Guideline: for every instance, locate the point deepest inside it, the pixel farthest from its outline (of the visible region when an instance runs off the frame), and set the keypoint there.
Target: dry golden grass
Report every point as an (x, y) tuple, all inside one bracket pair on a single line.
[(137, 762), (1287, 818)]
* * *
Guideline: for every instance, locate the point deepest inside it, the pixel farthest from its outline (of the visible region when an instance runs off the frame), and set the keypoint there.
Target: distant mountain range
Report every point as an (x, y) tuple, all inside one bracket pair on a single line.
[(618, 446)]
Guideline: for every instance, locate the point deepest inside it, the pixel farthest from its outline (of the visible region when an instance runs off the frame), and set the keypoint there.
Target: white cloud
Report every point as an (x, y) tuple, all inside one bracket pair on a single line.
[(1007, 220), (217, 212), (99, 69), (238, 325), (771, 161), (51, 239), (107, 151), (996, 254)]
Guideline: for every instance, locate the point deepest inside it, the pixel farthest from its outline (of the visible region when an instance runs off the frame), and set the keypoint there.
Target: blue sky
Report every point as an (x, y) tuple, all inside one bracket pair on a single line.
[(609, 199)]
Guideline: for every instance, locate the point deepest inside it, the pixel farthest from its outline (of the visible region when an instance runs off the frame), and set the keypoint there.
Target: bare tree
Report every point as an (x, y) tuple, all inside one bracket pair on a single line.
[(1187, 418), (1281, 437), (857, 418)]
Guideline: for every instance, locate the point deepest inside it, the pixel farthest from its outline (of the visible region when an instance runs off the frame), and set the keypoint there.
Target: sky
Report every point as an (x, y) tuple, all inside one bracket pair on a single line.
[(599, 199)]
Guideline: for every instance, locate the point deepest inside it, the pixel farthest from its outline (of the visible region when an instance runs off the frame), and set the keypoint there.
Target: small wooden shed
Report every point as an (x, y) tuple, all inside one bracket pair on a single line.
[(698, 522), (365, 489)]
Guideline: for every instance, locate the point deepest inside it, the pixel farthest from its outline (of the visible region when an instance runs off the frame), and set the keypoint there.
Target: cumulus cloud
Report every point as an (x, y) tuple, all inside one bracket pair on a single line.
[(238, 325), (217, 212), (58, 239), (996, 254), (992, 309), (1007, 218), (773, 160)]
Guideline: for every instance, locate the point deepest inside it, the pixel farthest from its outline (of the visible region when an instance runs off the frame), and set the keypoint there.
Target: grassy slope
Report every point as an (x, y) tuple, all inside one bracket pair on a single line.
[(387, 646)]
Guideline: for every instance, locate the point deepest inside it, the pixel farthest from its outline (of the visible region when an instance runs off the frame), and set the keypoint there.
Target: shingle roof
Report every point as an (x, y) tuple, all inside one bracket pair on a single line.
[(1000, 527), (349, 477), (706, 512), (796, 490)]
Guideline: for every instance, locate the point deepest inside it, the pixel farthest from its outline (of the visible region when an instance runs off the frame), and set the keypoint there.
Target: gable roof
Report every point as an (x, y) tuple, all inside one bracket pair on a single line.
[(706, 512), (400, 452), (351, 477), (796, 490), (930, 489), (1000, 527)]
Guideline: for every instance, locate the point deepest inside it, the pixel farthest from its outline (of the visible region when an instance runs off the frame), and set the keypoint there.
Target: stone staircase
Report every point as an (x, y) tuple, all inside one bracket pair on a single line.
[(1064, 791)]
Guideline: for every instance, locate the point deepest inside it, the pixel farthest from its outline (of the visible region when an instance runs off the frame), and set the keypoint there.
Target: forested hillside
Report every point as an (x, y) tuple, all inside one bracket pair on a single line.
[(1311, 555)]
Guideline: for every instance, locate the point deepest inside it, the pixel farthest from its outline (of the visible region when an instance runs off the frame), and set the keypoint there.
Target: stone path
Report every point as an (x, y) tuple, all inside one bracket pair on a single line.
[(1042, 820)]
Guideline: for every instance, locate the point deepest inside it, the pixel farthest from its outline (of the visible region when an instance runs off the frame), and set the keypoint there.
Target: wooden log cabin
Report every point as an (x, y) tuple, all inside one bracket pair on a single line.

_Task directions_
Each line in the data where the string "cloud" occurs should be identified and copied.

_Result_
Target: white cloud
Target: cumulus cloud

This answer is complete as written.